YOUR TASK: The number of lines containing the word "knit" is all you should give; count them in the records below.

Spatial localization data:
__________

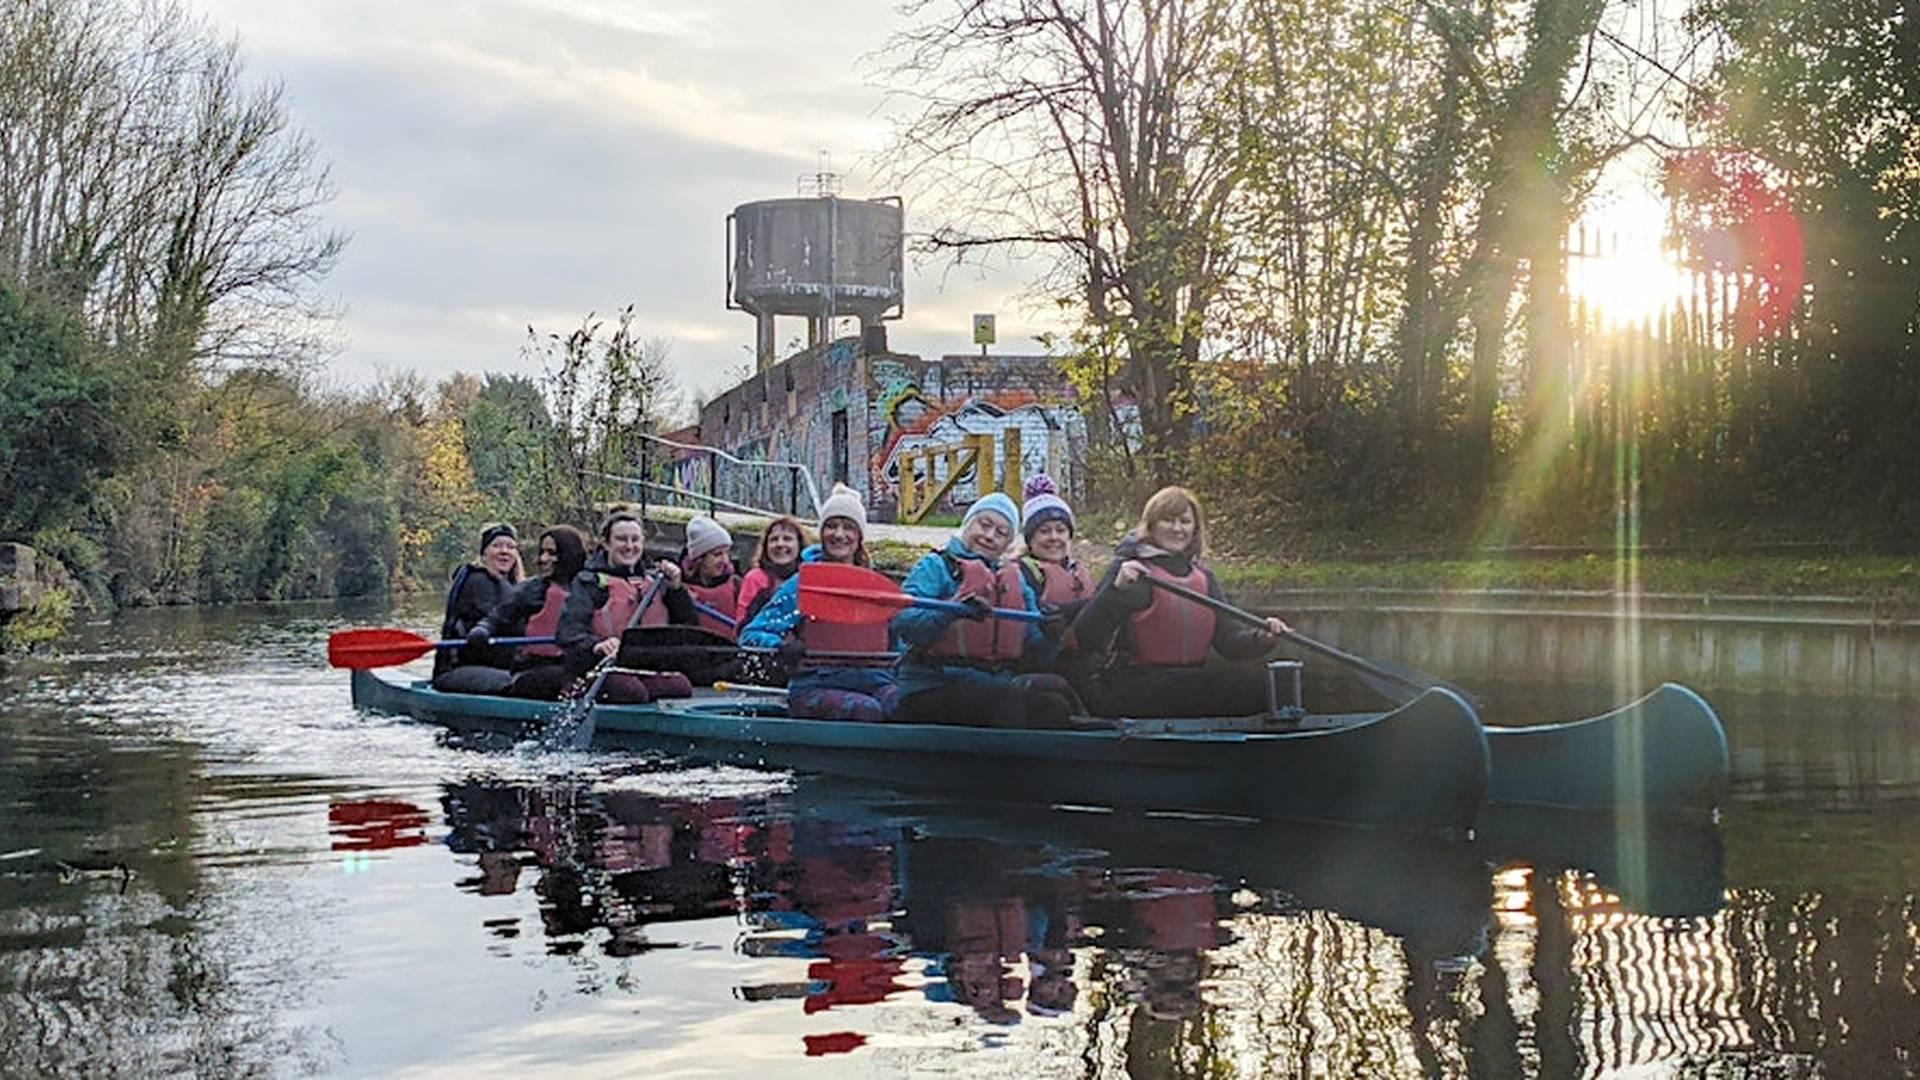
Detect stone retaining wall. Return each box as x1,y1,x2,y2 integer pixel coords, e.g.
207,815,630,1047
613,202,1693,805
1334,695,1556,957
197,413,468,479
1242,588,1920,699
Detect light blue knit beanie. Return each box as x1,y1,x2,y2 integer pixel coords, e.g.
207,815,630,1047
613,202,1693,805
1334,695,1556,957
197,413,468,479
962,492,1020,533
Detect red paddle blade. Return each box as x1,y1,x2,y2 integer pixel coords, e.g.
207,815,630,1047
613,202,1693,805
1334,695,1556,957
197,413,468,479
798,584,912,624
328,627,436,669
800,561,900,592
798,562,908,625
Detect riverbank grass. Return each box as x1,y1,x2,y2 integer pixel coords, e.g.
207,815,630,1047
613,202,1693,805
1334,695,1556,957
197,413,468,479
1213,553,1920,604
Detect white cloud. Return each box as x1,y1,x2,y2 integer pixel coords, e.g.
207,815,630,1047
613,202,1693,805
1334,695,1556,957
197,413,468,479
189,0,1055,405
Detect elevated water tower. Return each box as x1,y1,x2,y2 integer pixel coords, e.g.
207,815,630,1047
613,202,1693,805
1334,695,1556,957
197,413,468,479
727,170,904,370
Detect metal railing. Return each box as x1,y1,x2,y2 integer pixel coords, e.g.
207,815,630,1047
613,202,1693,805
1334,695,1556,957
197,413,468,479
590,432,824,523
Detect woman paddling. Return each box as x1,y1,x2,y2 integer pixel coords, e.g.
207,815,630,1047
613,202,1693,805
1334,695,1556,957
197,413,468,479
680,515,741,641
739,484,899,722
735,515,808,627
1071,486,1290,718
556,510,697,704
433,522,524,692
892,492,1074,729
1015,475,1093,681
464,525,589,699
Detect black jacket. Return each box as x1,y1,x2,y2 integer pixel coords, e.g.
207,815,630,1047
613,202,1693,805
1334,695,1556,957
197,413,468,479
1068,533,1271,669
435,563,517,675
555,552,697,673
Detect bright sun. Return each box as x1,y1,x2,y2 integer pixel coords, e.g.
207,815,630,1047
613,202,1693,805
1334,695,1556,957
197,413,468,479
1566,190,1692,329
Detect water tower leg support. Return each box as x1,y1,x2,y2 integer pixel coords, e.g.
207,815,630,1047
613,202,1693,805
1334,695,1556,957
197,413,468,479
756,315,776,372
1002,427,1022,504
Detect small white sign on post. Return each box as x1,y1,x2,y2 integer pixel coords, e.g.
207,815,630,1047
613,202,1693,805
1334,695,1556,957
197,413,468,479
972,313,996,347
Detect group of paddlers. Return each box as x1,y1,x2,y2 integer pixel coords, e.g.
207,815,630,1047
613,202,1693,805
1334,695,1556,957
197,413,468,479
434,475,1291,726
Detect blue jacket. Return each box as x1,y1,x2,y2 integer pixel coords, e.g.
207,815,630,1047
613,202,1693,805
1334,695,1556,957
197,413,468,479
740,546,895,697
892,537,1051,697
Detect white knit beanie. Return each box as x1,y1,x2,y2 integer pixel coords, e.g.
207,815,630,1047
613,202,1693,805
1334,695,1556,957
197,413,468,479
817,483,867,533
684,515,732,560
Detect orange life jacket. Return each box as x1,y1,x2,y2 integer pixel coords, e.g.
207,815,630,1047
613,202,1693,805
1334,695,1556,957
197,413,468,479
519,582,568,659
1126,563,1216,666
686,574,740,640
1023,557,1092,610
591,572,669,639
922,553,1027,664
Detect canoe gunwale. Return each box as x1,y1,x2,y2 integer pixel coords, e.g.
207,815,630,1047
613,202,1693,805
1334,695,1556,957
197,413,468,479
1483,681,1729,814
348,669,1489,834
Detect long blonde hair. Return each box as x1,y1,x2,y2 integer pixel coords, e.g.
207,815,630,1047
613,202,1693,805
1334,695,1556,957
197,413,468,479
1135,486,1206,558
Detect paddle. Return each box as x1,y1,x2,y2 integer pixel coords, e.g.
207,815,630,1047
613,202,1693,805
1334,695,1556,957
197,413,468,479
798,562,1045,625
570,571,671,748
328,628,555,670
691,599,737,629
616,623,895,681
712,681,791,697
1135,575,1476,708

__________

SOLVED EXERCISE: 2